▶ **SOURCE MATERIAL**:

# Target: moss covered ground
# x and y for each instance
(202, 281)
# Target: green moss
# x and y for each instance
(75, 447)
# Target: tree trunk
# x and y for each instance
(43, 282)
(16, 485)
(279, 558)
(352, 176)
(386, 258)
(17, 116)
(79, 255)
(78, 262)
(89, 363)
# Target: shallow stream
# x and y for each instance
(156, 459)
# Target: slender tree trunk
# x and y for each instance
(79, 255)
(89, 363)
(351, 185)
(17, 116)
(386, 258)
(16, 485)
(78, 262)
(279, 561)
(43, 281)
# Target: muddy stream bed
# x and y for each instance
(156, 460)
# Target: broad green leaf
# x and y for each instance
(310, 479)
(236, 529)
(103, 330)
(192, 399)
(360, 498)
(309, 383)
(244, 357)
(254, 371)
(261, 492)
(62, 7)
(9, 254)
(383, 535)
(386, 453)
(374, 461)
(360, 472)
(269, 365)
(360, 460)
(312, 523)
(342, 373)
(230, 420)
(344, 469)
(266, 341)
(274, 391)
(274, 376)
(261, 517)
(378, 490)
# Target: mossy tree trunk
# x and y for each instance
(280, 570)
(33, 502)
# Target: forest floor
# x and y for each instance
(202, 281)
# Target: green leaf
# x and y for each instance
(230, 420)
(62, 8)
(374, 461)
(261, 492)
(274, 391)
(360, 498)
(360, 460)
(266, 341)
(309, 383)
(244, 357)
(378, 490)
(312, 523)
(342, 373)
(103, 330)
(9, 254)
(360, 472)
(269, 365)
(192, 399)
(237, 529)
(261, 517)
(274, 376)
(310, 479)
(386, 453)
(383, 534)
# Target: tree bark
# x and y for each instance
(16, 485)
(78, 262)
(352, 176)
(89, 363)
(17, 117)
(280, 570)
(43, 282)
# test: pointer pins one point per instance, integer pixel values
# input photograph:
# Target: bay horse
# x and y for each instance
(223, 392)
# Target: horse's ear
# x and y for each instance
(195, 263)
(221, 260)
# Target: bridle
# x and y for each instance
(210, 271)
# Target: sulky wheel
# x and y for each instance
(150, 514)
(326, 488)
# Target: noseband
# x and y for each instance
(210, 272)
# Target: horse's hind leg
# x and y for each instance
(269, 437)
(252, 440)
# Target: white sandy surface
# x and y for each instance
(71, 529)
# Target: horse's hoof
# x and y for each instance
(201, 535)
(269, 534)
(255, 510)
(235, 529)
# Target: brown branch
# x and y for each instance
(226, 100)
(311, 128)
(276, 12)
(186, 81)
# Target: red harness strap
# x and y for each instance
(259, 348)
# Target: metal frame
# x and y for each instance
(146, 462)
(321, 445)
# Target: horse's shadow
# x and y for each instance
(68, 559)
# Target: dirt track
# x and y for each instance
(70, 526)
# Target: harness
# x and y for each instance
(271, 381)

▶ **EXERCISE OBJECTIVE**: Please copy out each line of the listing above that contains the string "horse".

▶ **OUTPUT BELOW**:
# Target: bay horse
# Target: horse's ear
# Target: horse's hind leg
# Target: horse's hoof
# Target: horse's shadow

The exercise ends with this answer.